### ITEMS
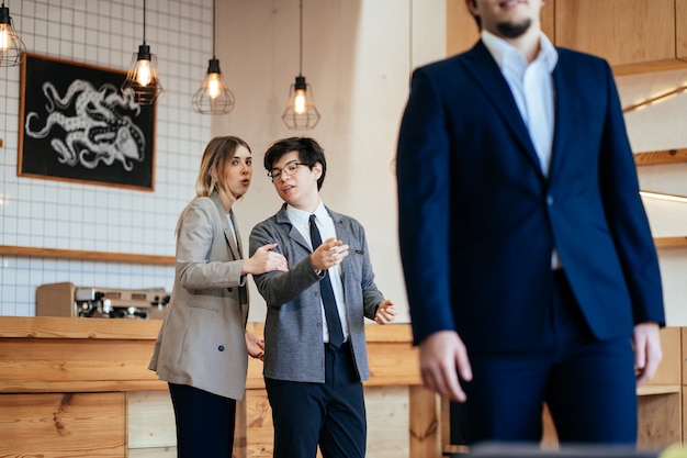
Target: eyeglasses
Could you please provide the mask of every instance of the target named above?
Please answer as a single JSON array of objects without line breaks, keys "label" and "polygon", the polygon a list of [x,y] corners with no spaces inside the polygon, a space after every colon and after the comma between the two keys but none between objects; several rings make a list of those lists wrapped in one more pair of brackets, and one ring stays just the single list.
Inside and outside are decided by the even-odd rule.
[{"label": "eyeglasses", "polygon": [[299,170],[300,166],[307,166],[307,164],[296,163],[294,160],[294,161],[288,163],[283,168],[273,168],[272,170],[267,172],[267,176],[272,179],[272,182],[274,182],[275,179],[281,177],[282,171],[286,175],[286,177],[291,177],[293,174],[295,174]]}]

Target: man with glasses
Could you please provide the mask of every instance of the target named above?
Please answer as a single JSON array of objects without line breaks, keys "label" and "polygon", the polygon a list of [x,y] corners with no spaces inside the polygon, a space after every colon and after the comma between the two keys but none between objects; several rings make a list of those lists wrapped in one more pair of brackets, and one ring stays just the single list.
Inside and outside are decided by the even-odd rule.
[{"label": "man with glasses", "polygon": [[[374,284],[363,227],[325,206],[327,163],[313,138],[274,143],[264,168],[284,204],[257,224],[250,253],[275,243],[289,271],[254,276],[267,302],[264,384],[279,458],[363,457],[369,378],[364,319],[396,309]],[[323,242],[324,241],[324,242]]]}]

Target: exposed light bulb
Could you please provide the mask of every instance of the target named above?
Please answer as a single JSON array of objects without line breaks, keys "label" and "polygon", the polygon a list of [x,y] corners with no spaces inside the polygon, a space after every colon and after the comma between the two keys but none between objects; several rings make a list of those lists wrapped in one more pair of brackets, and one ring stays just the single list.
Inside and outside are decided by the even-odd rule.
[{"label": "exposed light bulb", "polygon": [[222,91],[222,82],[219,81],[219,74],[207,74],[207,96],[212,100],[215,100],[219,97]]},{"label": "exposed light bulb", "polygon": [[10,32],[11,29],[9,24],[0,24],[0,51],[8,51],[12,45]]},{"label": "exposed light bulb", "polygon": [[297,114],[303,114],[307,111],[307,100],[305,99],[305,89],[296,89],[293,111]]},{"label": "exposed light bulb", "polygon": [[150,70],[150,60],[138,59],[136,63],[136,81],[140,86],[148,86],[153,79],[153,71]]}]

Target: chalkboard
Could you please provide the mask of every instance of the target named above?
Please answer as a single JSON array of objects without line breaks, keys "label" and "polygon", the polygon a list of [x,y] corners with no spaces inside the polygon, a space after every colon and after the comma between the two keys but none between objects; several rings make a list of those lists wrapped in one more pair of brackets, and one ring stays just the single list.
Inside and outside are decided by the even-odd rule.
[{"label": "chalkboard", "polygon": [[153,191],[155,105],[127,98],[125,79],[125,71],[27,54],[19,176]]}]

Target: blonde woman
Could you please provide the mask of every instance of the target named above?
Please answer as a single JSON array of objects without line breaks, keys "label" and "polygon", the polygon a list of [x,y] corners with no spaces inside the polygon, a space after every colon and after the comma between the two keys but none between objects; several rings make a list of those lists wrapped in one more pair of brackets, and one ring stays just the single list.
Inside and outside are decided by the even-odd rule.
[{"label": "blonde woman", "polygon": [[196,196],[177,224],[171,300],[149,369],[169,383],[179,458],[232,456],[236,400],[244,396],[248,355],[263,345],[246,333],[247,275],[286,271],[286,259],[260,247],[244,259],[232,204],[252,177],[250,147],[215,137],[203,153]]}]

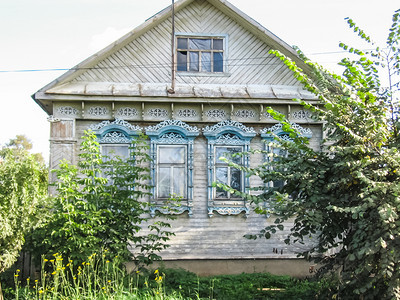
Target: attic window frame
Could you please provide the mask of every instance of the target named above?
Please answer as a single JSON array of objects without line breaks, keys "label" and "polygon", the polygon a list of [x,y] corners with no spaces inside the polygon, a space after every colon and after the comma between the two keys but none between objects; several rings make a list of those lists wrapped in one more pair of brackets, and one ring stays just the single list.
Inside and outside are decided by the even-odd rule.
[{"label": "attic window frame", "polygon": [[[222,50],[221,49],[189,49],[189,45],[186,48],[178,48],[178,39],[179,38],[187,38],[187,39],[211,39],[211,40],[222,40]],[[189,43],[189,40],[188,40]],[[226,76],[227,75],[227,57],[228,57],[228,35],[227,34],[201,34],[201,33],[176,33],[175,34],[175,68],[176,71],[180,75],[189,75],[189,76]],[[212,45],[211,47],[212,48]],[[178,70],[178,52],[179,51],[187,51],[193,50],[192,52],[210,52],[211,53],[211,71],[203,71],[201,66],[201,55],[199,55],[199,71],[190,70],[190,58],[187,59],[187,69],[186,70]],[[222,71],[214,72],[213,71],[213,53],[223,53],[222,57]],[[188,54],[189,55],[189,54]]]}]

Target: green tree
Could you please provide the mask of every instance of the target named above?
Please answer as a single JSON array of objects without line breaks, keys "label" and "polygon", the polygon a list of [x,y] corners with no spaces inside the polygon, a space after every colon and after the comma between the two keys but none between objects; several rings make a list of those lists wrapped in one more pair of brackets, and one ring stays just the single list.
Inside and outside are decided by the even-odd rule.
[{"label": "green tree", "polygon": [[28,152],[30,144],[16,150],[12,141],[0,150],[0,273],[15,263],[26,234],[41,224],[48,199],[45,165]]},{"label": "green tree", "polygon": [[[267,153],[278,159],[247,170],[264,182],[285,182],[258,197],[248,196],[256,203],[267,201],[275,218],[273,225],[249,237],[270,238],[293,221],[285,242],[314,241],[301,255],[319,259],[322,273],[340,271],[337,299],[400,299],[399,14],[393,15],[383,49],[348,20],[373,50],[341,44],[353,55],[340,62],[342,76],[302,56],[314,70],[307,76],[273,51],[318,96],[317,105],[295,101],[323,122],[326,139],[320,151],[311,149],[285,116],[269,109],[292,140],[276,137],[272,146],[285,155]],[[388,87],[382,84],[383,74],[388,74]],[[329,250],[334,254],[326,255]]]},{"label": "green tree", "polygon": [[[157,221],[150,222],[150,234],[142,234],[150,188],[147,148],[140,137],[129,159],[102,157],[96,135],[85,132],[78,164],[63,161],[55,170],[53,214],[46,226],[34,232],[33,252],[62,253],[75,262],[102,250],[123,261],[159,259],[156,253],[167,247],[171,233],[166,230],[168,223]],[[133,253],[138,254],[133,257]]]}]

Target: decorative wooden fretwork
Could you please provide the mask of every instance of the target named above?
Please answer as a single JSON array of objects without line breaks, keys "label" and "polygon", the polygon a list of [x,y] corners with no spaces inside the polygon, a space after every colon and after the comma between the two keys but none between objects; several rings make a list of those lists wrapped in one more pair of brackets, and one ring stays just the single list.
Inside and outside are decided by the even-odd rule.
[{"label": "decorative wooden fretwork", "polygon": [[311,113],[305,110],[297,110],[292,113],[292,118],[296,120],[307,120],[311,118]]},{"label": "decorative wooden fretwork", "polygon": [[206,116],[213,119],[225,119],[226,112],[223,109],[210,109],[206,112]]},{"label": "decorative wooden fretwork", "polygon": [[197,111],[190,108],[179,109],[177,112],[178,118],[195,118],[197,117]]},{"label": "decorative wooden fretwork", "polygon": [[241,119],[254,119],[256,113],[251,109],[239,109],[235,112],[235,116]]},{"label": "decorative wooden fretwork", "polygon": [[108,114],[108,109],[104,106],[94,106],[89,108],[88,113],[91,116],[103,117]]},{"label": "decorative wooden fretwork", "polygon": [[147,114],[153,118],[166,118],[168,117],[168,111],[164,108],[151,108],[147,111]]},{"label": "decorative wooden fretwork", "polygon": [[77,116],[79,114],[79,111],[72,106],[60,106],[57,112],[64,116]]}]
######
- **WHAT THIS TASK INVOLVES**
Transcribe the records above verbatim. Do not carry over any picture.

- **RESPONSE TO THIS TASK**
Target: eyeglasses
Could you please provide the mask of every instance of the target named above?
Please answer as a single JSON array of objects without line breaks, keys "label" and "polygon", the polygon a list of [x,y] corners with no spaces inside the polygon, a space after every colon and after the comma between the two keys but none between objects; several rings make a list of those lists wrapped in one more pair of brackets, and one ring stays just the single list.
Inside and outside are decided by the even-odd rule.
[{"label": "eyeglasses", "polygon": [[299,170],[300,166],[307,166],[307,164],[296,163],[294,160],[294,161],[288,163],[283,168],[273,168],[272,170],[267,172],[267,176],[272,179],[272,182],[274,182],[275,179],[281,177],[282,171],[286,175],[286,177],[291,177],[293,174],[295,174]]}]

Target: man with glasses
Could you please provide the mask of every instance of the target named above?
Please answer as a single JSON array of objects without line breaks, keys "label" and "polygon", the polygon a list of [x,y] corners with no spaces inside the polygon, a space after every colon and after the comma between the two keys but none between objects; several rings make a list of those lists wrapped in one more pair of brackets, and one ring stays just the single list.
Inside and outside are decided by the even-odd rule.
[{"label": "man with glasses", "polygon": [[[374,284],[363,227],[325,206],[327,163],[313,138],[274,143],[264,168],[284,204],[257,224],[250,253],[275,243],[289,271],[254,276],[267,302],[264,384],[279,458],[363,457],[369,378],[364,319],[396,309]],[[323,242],[324,241],[324,242]]]}]

Target: exposed light bulb
Could you please provide the mask of every instance of the target named above?
Please answer as a single JSON array of objects without line breaks, keys "label" and "polygon", the polygon a list of [x,y] corners with no spaces inside the polygon, a space after every colon and after the comma between the two keys but none between objects; several rings make a list of those lists wrapped in one more pair of brackets, and one ring stays just the single list.
Inside and outside are decided by the even-odd rule.
[{"label": "exposed light bulb", "polygon": [[222,91],[222,82],[219,81],[219,74],[207,74],[207,96],[212,100],[215,100],[219,97]]},{"label": "exposed light bulb", "polygon": [[10,32],[11,29],[9,24],[0,24],[0,51],[8,51],[12,45]]},{"label": "exposed light bulb", "polygon": [[297,114],[303,114],[307,111],[307,100],[305,99],[305,89],[296,89],[293,111]]},{"label": "exposed light bulb", "polygon": [[150,70],[150,60],[138,59],[136,63],[136,81],[140,86],[148,86],[153,79],[153,71]]}]

Target: chalkboard
Could you please provide the mask of every instance of the target named above?
Please answer as a single JSON array of objects without line breaks, keys "label" and "polygon", the polygon a list of [x,y] corners with no spaces inside the polygon, a space after every colon and after the comma between the two keys but none between objects; several rings make a list of those lists wrapped in one more pair of brackets, and one ring stays just the single list.
Inside and outside are decided by the even-odd rule.
[{"label": "chalkboard", "polygon": [[153,191],[155,105],[127,98],[125,79],[125,71],[27,54],[19,176]]}]

Target: blonde woman
Could you please provide the mask of every instance of the target named above?
Please answer as a single JSON array of objects without line breaks, keys "label" and "polygon", the polygon a list of [x,y] corners with no spaces inside the polygon, a space after every colon and after the comma between the two keys but none between objects; several rings make a list of those lists wrapped in one more pair of brackets, and one ring stays just the single list.
Inside and outside are decided by the even-odd rule.
[{"label": "blonde woman", "polygon": [[196,196],[177,224],[171,300],[149,369],[169,383],[179,458],[232,456],[236,400],[244,396],[248,355],[263,345],[246,333],[247,275],[286,271],[286,259],[260,247],[244,259],[232,204],[252,177],[250,147],[215,137],[203,153]]}]

Target: attic window frame
Could you please provide the mask of every instance of the target named above?
Please answer as a single JSON array of objects without line breaks, keys "label" and "polygon", the polygon a list of [x,y] corners with no spaces inside the polygon, a space after every colon and after the comma between the two keys but none between objects; several rings make a list of those lists wrapped in one more pair of brackets, and one ring stays just the single list.
Inside and outside are decided by the even-odd rule.
[{"label": "attic window frame", "polygon": [[[222,50],[221,49],[189,49],[189,45],[186,48],[178,48],[178,39],[179,38],[187,38],[187,39],[211,39],[211,40],[222,40]],[[189,43],[189,40],[188,40]],[[226,76],[227,75],[227,57],[228,57],[228,35],[227,34],[201,34],[201,33],[176,33],[175,34],[175,68],[176,71],[180,75],[189,75],[189,76]],[[212,45],[211,47],[212,48]],[[178,70],[178,52],[179,51],[187,51],[193,50],[192,52],[210,52],[211,53],[211,71],[203,71],[201,66],[201,55],[199,55],[199,71],[190,70],[190,58],[187,59],[187,69],[186,70]],[[222,71],[214,72],[213,71],[213,53],[223,53],[222,57]],[[188,54],[189,55],[189,54]]]}]

Target: green tree
Could you please provide the mask of every instance of the target named above?
Please answer as a single JSON array of objects without line breaks, keys "label" and "polygon", the polygon a list of [x,y] corners with no spaces inside the polygon, a space after every colon and after the comma between the two keys but none between objects; several rings make a list of those lists wrapped in one more pair of brackets, and one ring stays just the single list.
Inside and outside are decided by the even-odd rule.
[{"label": "green tree", "polygon": [[28,152],[30,144],[16,150],[12,141],[0,150],[0,273],[15,263],[26,234],[41,224],[48,199],[45,165]]},{"label": "green tree", "polygon": [[[267,153],[278,159],[247,170],[264,182],[285,182],[258,197],[248,196],[256,203],[267,201],[275,218],[273,225],[249,237],[270,238],[293,221],[285,242],[314,241],[301,255],[319,259],[322,273],[340,271],[337,299],[400,299],[399,14],[393,15],[383,49],[348,20],[373,50],[341,44],[353,55],[340,62],[342,76],[302,56],[314,70],[307,76],[273,51],[318,96],[317,105],[295,101],[323,122],[326,139],[320,151],[311,149],[285,116],[269,109],[292,140],[276,137],[272,146],[285,155]],[[388,87],[382,84],[383,74],[388,74]],[[329,250],[334,254],[326,255]]]},{"label": "green tree", "polygon": [[[157,221],[150,222],[150,234],[142,234],[150,188],[147,148],[140,137],[129,159],[102,157],[96,135],[85,132],[78,164],[63,161],[55,170],[53,214],[46,226],[34,232],[33,252],[62,253],[75,262],[102,250],[123,261],[159,259],[156,253],[167,247],[171,233],[166,230],[168,223]],[[133,253],[138,254],[133,257]]]}]

Target: decorative wooden fretwork
Could you please provide the mask of every instance of the target named above?
Please answer as a single JSON array of objects without line breaks, keys "label" and "polygon", the polygon a list of [x,y] corners with no spaces inside the polygon, a space after every colon and after the comma between the two keys but none between objects; several rings make a list of those lists wrapped in one more pair of brackets, and one ring stays just the single list.
Inside and outside are decided by the even-odd rule.
[{"label": "decorative wooden fretwork", "polygon": [[311,113],[305,110],[297,110],[292,113],[292,118],[296,120],[307,120],[311,118]]},{"label": "decorative wooden fretwork", "polygon": [[206,116],[213,119],[225,119],[226,112],[223,109],[210,109],[206,112]]},{"label": "decorative wooden fretwork", "polygon": [[197,111],[190,108],[179,109],[177,112],[178,118],[195,118],[197,117]]},{"label": "decorative wooden fretwork", "polygon": [[241,119],[254,119],[256,113],[251,109],[239,109],[235,112],[235,116]]},{"label": "decorative wooden fretwork", "polygon": [[108,114],[108,109],[104,106],[94,106],[89,108],[88,113],[91,116],[103,117]]},{"label": "decorative wooden fretwork", "polygon": [[147,114],[153,118],[166,118],[168,117],[168,111],[164,108],[151,108],[147,111]]},{"label": "decorative wooden fretwork", "polygon": [[77,116],[79,114],[79,111],[72,106],[60,106],[57,112],[64,116]]}]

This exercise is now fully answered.